▸ **What you need to do**
What is needed is an exact copy of every line from the one containing "target | horse's muzzle" through the end of the entries; please set it down without any pictures.

▸ **The records**
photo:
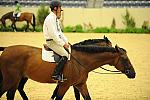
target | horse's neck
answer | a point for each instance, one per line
(91, 61)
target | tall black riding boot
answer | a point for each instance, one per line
(57, 72)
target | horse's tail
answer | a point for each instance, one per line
(34, 23)
(2, 48)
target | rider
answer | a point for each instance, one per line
(17, 10)
(55, 39)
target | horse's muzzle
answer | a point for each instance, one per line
(130, 74)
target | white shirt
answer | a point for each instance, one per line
(52, 30)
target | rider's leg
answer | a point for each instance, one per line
(62, 52)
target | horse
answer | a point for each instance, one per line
(100, 42)
(20, 61)
(25, 16)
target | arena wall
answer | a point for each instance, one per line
(100, 17)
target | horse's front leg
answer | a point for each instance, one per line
(84, 91)
(62, 89)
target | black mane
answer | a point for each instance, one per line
(90, 41)
(93, 48)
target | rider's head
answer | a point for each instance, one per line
(55, 7)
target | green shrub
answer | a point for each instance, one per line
(101, 30)
(145, 25)
(128, 20)
(78, 28)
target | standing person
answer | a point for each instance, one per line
(55, 39)
(17, 9)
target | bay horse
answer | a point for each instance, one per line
(20, 61)
(100, 42)
(25, 16)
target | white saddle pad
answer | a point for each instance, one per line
(49, 56)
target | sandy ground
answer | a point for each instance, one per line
(101, 86)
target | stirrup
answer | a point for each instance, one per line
(59, 78)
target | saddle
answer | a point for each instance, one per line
(47, 48)
(49, 55)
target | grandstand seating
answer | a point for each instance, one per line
(82, 3)
(126, 3)
(26, 3)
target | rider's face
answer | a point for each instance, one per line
(59, 10)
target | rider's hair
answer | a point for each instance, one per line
(55, 3)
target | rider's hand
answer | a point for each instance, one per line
(66, 45)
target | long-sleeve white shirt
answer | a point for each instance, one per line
(52, 30)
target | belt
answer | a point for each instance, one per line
(49, 39)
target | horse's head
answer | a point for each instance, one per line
(123, 64)
(107, 42)
(3, 22)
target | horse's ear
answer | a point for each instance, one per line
(117, 48)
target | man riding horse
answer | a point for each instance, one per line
(55, 39)
(17, 10)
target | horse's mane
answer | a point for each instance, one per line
(90, 41)
(93, 48)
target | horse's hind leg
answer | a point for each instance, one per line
(11, 93)
(55, 92)
(20, 88)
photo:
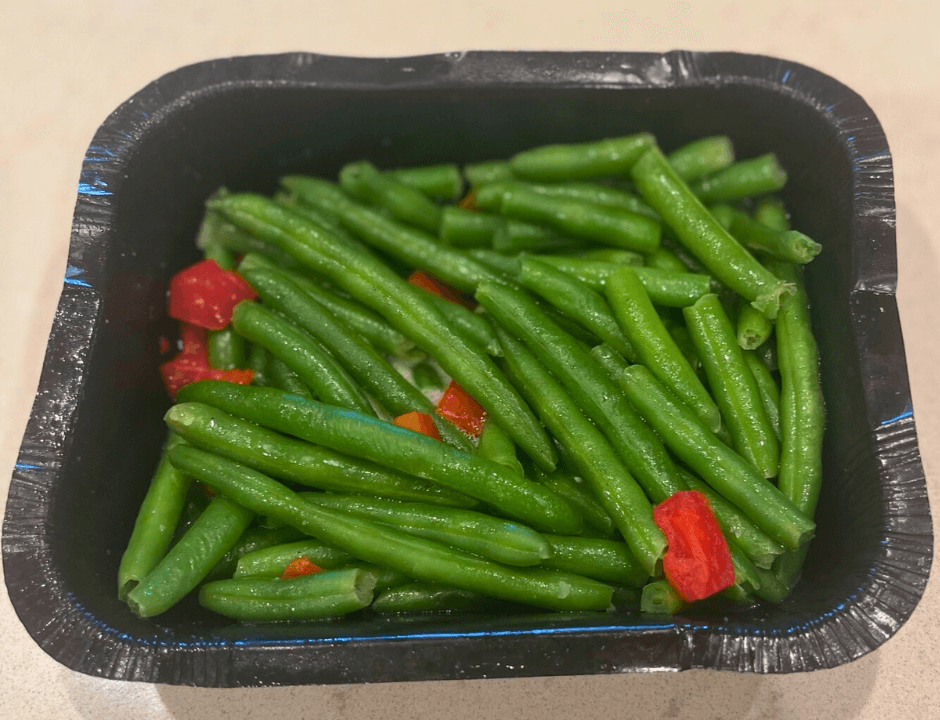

▸ **Result for this task**
target | horse's muzzle
answer | a point for each instance, one per line
(130, 74)
target | white shirt
answer | a point for each instance, one per line
(52, 30)
target | rider's leg
answer | a point for each instance, one per line
(62, 52)
target | horse
answer | a point for each instance, one per line
(100, 42)
(20, 61)
(25, 16)
target | arena wall
answer | a point for each instance, one per line
(100, 17)
target | horse's front leg
answer | a point for each instance, one per line
(84, 91)
(62, 89)
target | black mane
answer | a point for each instance, one per line
(90, 41)
(93, 48)
target | rider's head
answer | a point for each instance, one per line
(55, 7)
target | green shrub
answer | a point for each instance, one per line
(101, 30)
(145, 25)
(128, 20)
(78, 28)
target | standing person
answer | a point for each instance, one per line
(55, 39)
(17, 9)
target | bay horse
answer | a point for each instance, one per line
(20, 61)
(100, 42)
(25, 16)
target | white saddle pad
answer | a point for each instance, one per line
(49, 56)
target | sandy ground
answer | a point for each instance, one per line
(101, 86)
target | stirrup
answer | a point for each instance, one per line
(59, 78)
target | saddle
answer | a point for each instance, one per line
(47, 48)
(49, 55)
target | grandstand seating
answer | a point for each instance, one per line
(82, 3)
(126, 3)
(26, 3)
target | rider's face
answer | a point for each instance, one per line
(59, 10)
target | rider's hair
answer | a point for each instance, one per line
(55, 3)
target | rider's hand
answer | a point for each instance, one per line
(66, 45)
target | long-sleeve white shirt
answer | a point for each instance, one per line
(52, 30)
target | belt
answer | a point for each instance, one per line
(49, 39)
target | horse's head
answer | a point for each instance, one per line
(123, 64)
(107, 42)
(3, 22)
target | horse's ear
answer | a point for each instance, one per line
(117, 48)
target | man riding horse
answer | a point for each instance, one per line
(55, 39)
(17, 10)
target | horse's mane
answer | a point for each instance, one per line
(90, 41)
(93, 48)
target | horse's hind leg
answer | a point for each instance, one per line
(11, 93)
(55, 92)
(20, 88)
photo:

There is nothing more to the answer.